(Records from a collection)
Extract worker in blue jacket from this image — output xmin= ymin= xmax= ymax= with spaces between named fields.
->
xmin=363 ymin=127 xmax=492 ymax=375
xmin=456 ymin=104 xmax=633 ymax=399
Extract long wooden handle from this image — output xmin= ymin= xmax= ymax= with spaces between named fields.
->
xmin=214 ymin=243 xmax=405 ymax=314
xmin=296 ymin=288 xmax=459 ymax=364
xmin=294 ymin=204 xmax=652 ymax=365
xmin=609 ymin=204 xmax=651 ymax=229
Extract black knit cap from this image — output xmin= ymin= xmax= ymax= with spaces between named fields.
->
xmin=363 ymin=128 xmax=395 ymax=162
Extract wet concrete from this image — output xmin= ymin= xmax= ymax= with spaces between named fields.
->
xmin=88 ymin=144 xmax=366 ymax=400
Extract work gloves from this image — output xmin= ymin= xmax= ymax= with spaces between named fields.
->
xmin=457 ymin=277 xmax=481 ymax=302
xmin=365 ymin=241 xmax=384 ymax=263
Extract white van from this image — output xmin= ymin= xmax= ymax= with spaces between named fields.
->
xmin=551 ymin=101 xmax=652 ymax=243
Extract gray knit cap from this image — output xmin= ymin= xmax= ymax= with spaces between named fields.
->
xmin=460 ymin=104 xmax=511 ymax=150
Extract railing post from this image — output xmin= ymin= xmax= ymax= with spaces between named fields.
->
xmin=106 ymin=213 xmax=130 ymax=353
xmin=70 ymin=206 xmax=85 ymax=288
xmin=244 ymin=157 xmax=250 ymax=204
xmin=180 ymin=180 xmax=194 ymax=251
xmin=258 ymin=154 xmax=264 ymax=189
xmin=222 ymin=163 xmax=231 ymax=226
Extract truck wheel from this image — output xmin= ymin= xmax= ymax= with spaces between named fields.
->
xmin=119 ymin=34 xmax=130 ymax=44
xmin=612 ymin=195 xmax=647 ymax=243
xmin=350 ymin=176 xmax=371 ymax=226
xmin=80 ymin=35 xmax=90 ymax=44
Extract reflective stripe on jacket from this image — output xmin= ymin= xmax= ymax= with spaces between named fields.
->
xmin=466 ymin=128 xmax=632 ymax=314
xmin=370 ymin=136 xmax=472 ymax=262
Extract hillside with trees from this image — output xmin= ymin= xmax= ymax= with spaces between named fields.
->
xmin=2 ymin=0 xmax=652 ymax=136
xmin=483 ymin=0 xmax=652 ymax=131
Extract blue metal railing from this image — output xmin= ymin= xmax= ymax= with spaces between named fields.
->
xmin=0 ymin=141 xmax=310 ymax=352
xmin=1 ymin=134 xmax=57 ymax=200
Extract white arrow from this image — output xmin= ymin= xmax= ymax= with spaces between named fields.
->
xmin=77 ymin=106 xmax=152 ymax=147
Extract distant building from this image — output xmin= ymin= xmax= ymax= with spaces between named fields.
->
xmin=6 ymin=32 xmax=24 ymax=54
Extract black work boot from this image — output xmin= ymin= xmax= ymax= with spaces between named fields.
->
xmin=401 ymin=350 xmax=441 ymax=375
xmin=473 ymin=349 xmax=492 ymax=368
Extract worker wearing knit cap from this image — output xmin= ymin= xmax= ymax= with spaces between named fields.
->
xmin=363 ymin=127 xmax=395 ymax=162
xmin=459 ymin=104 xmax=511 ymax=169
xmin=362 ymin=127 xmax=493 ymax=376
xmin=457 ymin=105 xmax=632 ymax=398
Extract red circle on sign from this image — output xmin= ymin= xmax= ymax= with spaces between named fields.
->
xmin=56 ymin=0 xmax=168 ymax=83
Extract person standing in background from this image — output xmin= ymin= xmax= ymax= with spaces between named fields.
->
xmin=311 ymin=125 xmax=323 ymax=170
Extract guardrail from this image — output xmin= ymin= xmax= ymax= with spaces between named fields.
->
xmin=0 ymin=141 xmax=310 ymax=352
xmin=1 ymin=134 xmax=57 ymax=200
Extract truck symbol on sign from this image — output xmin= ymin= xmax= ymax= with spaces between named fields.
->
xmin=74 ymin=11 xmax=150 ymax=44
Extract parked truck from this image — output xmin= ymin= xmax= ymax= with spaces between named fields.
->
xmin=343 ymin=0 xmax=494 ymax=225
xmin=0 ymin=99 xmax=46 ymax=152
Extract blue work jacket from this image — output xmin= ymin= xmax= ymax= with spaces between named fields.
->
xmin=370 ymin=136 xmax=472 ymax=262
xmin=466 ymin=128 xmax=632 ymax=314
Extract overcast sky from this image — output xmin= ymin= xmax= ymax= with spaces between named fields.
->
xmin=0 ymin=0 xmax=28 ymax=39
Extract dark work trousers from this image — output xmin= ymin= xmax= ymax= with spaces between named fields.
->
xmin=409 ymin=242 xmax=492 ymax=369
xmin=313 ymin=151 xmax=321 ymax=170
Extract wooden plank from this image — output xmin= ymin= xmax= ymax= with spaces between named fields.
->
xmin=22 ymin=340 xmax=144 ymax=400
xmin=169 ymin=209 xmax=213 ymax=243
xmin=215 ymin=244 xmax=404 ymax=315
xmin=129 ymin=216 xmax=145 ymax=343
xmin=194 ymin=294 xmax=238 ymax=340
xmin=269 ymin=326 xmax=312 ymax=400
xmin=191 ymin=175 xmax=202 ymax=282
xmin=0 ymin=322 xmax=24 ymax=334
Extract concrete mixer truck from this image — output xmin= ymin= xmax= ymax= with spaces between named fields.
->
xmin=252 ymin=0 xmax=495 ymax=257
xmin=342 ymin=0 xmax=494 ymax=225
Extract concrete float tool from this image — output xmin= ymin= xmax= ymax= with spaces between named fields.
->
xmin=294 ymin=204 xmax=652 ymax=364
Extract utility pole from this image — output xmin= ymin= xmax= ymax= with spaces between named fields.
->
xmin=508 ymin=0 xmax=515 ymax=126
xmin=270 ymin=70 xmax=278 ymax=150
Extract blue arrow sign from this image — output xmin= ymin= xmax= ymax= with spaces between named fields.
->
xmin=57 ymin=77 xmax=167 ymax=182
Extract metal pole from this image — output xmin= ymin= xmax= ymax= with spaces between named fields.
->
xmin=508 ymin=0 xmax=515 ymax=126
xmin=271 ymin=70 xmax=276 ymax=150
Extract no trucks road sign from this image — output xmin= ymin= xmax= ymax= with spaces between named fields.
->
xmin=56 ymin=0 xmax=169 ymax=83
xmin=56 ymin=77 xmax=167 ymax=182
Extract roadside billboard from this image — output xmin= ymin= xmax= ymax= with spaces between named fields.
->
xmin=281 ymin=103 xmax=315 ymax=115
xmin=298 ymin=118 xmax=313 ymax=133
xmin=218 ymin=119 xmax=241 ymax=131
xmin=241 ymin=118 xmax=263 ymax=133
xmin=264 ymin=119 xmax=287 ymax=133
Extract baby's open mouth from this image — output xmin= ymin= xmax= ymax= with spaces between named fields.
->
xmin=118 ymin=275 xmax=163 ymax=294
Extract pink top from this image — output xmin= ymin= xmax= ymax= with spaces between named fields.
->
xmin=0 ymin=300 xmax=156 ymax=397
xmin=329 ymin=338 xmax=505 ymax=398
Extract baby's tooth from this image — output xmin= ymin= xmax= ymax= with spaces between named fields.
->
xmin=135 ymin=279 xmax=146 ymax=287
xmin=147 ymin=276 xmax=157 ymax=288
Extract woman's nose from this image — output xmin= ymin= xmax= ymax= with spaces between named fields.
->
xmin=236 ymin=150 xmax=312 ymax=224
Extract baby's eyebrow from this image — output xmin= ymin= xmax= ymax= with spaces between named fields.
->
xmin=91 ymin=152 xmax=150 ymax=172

**Activity**
Return each line of the records above in which the word "pole" occurs.

**Written answer**
Extract utility pole from this image — output xmin= ymin= xmax= ymax= with spaces between named fields.
Extract metal pole from this image — output xmin= ymin= xmax= ymax= with spaces between named fields.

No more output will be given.